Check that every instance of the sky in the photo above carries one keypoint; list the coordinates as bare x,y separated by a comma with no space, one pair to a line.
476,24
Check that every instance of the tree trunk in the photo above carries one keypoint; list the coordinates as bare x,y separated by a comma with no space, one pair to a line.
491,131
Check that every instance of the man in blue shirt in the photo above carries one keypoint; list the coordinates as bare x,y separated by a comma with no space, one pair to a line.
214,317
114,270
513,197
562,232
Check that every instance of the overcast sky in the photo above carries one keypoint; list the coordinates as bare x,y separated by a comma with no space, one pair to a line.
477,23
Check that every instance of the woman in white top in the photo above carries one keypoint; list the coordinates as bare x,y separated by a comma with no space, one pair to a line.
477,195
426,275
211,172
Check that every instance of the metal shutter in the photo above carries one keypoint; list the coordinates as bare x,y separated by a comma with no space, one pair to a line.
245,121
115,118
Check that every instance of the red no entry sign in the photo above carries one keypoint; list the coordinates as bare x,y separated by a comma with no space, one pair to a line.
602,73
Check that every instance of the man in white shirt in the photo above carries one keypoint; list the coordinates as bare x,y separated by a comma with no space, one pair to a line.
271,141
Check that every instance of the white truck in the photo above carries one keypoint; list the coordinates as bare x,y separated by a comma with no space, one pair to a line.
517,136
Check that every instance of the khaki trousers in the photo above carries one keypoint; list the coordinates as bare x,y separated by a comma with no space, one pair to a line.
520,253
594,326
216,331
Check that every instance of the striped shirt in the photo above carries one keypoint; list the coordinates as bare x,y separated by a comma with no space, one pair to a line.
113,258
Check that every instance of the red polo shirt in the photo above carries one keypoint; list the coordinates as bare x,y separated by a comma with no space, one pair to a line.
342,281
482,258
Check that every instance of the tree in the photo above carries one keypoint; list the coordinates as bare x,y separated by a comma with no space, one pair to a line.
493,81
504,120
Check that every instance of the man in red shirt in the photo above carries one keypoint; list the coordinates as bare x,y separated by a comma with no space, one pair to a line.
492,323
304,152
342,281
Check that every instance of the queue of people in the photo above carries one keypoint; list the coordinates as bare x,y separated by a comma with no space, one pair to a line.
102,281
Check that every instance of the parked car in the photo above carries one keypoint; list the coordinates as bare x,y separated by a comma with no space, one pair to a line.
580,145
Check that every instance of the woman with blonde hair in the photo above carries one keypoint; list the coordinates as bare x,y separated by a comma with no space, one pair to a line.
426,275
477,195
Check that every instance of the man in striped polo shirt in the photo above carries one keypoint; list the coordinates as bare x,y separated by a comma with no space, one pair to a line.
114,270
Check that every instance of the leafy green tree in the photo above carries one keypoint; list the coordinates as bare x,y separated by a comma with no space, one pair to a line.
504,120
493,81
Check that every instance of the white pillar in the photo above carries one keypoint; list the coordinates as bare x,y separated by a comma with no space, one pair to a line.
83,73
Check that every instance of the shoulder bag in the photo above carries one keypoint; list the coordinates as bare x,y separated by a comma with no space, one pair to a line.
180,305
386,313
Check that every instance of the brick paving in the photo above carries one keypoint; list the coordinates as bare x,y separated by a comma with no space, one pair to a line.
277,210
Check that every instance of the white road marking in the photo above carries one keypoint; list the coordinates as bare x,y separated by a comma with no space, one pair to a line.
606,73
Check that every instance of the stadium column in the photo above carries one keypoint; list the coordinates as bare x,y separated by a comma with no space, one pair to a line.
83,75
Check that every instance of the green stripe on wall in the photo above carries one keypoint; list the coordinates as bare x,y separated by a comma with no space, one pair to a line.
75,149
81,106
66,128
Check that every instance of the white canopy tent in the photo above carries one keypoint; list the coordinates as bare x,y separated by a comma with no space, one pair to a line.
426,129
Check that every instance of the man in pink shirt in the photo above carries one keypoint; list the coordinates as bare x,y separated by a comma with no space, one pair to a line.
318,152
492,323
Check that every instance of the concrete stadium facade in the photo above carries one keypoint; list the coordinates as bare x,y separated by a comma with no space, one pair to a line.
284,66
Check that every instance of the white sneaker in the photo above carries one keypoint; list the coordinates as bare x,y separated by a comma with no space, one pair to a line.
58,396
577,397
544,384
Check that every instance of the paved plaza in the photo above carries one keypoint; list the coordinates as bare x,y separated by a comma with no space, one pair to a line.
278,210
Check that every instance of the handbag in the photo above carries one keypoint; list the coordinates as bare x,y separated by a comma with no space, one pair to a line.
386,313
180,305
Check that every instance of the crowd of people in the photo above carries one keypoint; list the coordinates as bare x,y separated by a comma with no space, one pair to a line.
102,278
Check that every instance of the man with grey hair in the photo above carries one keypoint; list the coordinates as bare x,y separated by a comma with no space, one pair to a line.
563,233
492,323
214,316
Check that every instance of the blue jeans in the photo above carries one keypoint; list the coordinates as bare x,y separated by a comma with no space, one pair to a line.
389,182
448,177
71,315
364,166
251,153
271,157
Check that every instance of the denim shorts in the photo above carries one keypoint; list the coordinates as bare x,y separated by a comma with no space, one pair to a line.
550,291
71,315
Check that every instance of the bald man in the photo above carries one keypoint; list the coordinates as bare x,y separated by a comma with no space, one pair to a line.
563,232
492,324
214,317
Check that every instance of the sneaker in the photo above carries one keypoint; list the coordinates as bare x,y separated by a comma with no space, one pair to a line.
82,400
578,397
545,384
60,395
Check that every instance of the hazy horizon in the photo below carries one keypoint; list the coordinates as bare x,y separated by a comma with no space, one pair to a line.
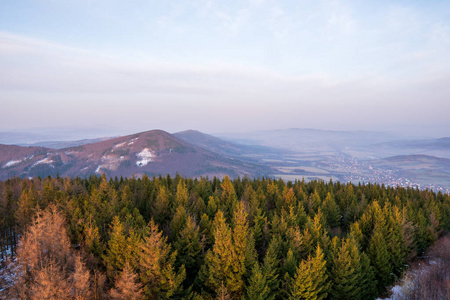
235,67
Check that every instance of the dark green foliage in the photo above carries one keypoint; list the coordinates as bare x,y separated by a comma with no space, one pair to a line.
242,238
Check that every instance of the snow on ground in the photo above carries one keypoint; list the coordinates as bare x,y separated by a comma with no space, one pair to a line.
118,146
146,156
43,161
12,163
131,142
109,162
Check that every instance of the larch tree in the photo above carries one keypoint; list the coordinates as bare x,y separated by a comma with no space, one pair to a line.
127,286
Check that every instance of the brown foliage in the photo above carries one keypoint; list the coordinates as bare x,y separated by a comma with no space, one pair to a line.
46,265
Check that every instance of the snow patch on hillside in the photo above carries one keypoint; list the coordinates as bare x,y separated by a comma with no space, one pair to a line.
131,142
145,157
118,146
110,162
43,161
12,163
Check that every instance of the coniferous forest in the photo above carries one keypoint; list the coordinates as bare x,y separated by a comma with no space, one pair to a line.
183,238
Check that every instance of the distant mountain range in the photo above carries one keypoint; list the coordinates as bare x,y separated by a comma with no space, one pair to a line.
356,156
152,153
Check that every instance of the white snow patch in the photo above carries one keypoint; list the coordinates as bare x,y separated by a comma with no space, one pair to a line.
131,142
109,162
12,163
119,145
146,156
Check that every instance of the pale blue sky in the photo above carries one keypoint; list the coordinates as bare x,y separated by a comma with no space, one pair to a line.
225,65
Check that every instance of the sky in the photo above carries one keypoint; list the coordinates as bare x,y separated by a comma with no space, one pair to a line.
225,66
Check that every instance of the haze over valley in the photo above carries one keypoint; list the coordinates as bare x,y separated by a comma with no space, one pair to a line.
291,154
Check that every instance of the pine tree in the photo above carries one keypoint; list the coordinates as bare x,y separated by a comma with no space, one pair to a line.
345,271
228,198
120,248
157,265
311,279
188,246
368,283
126,285
270,267
80,280
331,211
221,263
257,288
380,259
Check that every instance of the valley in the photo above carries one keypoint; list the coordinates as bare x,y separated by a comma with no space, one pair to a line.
292,154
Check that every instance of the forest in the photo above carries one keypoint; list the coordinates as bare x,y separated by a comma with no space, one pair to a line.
184,238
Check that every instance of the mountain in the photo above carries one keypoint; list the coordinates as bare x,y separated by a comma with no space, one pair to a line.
65,144
298,139
152,152
227,148
433,147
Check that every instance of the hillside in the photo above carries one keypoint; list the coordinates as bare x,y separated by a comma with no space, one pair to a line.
153,152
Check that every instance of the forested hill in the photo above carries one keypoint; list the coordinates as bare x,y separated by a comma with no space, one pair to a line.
182,238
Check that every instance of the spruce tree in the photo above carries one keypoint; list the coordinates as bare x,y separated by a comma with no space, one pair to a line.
157,266
311,279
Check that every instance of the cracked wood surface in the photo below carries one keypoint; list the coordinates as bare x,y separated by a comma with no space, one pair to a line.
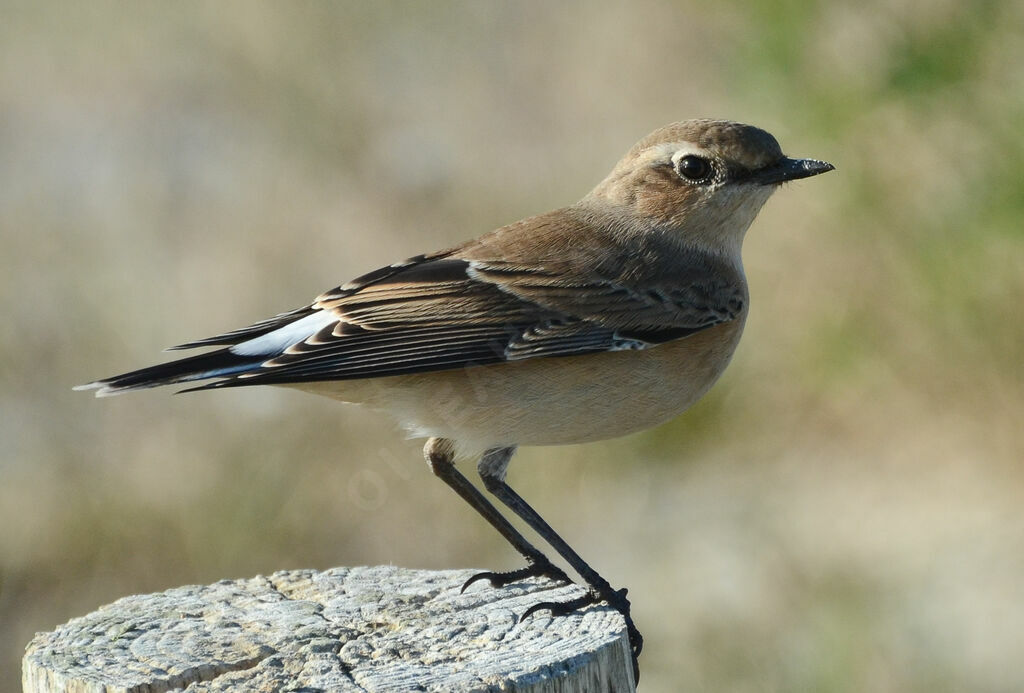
379,629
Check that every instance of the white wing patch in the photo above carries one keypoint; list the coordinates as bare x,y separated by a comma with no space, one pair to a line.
275,342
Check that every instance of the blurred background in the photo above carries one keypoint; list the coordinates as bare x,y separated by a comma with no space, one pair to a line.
844,511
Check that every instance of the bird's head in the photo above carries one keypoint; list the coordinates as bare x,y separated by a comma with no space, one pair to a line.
704,180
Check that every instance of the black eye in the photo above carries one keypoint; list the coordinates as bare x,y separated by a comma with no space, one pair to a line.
693,168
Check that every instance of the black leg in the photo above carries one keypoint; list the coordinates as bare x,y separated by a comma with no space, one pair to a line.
438,452
492,468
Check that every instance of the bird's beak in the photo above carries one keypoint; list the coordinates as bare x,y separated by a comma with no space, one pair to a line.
790,169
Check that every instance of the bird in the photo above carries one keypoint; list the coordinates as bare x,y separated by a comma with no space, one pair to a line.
587,322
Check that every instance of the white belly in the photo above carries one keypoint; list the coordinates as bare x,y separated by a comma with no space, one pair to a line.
549,401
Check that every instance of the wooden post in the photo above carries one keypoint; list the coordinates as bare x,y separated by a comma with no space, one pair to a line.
380,629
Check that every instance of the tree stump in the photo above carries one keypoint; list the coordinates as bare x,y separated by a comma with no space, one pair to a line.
380,629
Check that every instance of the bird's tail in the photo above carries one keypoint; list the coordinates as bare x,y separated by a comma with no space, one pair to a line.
218,363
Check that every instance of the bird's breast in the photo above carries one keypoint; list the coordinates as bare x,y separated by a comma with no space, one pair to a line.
554,400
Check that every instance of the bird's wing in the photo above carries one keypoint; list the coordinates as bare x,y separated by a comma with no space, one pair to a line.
488,302
527,291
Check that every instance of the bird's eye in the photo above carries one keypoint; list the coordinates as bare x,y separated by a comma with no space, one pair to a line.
693,168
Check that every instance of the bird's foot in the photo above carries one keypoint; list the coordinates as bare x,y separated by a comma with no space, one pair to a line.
613,598
537,568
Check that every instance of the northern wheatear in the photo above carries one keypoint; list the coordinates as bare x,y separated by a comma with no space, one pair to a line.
591,321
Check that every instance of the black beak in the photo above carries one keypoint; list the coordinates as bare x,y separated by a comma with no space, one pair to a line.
790,169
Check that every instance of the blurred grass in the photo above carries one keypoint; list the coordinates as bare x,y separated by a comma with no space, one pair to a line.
840,514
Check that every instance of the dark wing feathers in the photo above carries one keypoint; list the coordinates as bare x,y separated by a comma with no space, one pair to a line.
451,310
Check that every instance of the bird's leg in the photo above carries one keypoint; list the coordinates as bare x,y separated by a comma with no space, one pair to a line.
493,467
439,455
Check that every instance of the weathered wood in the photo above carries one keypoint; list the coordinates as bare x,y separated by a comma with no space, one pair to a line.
380,629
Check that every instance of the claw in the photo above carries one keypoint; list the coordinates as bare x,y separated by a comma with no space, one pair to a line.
615,599
539,569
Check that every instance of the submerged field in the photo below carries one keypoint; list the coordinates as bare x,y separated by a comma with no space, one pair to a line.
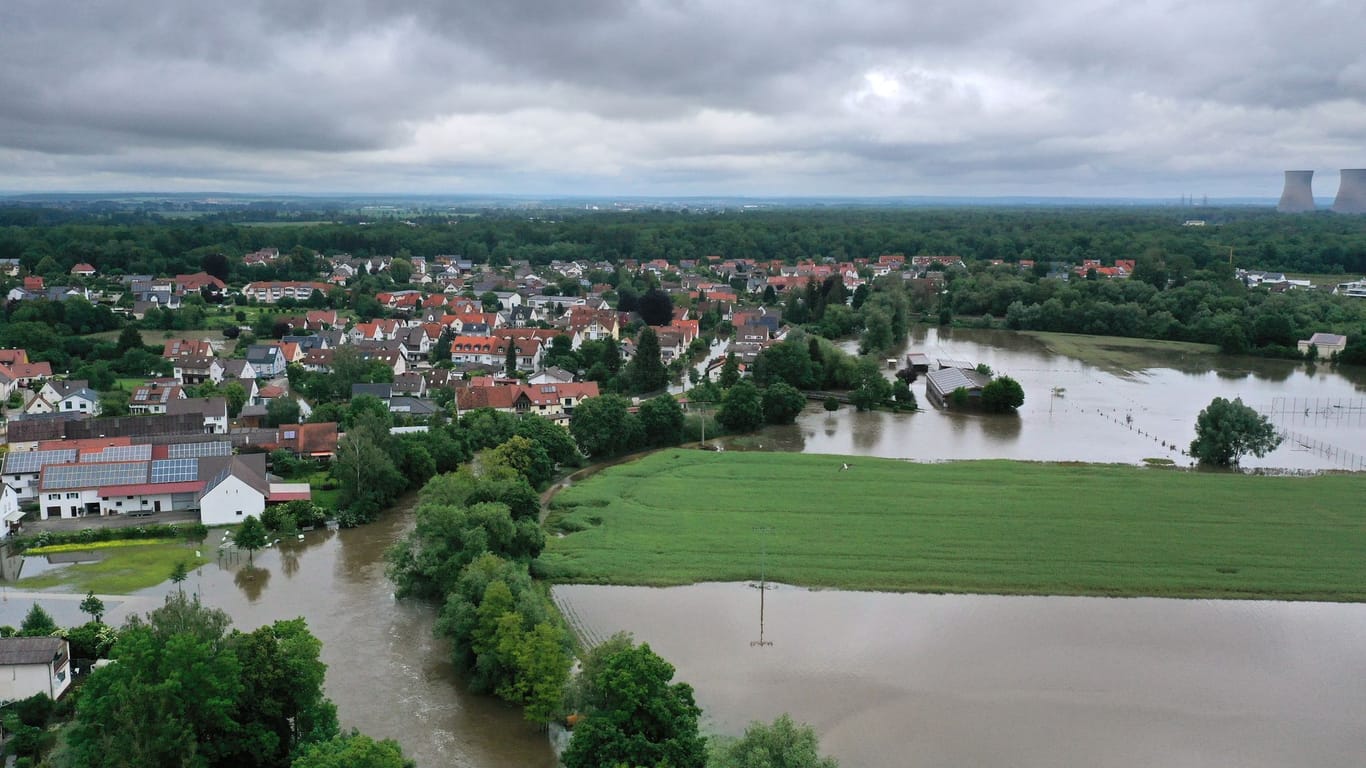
1116,353
992,526
124,567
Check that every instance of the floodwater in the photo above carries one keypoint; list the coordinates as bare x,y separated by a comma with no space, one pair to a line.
387,673
1078,412
903,681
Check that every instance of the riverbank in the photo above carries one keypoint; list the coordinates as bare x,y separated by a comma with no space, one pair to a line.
1116,353
991,526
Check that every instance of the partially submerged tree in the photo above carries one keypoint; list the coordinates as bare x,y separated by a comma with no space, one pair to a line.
1228,431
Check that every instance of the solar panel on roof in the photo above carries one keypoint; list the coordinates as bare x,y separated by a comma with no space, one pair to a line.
90,476
34,461
120,454
175,470
194,450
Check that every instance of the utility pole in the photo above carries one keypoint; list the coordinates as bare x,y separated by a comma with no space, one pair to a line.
762,585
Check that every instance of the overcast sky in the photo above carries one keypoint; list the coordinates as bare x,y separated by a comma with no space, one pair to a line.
671,97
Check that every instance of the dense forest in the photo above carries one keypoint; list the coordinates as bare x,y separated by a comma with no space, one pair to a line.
150,243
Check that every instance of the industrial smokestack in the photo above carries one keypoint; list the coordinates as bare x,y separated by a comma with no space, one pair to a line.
1351,192
1299,193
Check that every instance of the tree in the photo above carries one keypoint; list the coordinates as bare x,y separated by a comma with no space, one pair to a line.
603,427
282,410
93,606
250,536
282,704
353,750
170,697
1227,431
780,745
129,339
661,418
646,372
37,623
237,396
637,716
782,403
1003,395
526,457
179,574
551,436
741,407
656,308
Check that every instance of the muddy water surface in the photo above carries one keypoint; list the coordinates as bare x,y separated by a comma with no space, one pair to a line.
902,681
1086,413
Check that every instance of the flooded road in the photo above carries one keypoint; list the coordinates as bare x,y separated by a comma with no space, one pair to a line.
1098,414
906,681
387,673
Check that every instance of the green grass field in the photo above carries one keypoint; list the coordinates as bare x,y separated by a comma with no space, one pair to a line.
1116,353
992,526
123,570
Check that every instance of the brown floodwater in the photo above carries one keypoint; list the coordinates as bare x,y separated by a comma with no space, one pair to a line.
1078,412
902,681
387,673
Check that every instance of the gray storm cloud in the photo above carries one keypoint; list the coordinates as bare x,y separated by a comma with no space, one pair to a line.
679,97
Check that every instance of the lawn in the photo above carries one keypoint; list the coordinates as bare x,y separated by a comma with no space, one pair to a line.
995,526
123,569
1116,353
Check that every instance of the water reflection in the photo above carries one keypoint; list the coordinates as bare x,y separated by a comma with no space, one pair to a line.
920,679
387,671
1146,410
252,581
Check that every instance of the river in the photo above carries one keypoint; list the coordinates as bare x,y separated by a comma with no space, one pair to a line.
1098,414
907,681
387,673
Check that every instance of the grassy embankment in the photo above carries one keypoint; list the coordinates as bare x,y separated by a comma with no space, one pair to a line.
1116,353
992,526
133,566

○ ○ ○ ○ ○ ○ ○

Required work:
Pull out every line from the one with "Check that every instance of the lawn" to the end of the listing, and output only those.

Final result:
Check that every instance of the lawn in the photo above carries one keypoint; list the coordinates as bare x,y separated by a comma with no space, one pair to a line.
995,526
123,569
1116,353
Check that every instance of the water reflection in the photo above carries one keypoint; list the coordinates as bare x,y separated by a comma with no space, one pair to a line.
920,679
387,671
1146,410
252,581
Check that every instance of the river in the photo above carries one keypoint; list the coordinates as bare x,y separated by a comma with no space, one pair to a line.
1098,414
907,681
387,673
Check that every instance of the grassy embankment in the photo above carries one keypoint; list the coordinates as bare x,y separated by a comma with no space, one pair to a line.
1116,353
992,526
133,566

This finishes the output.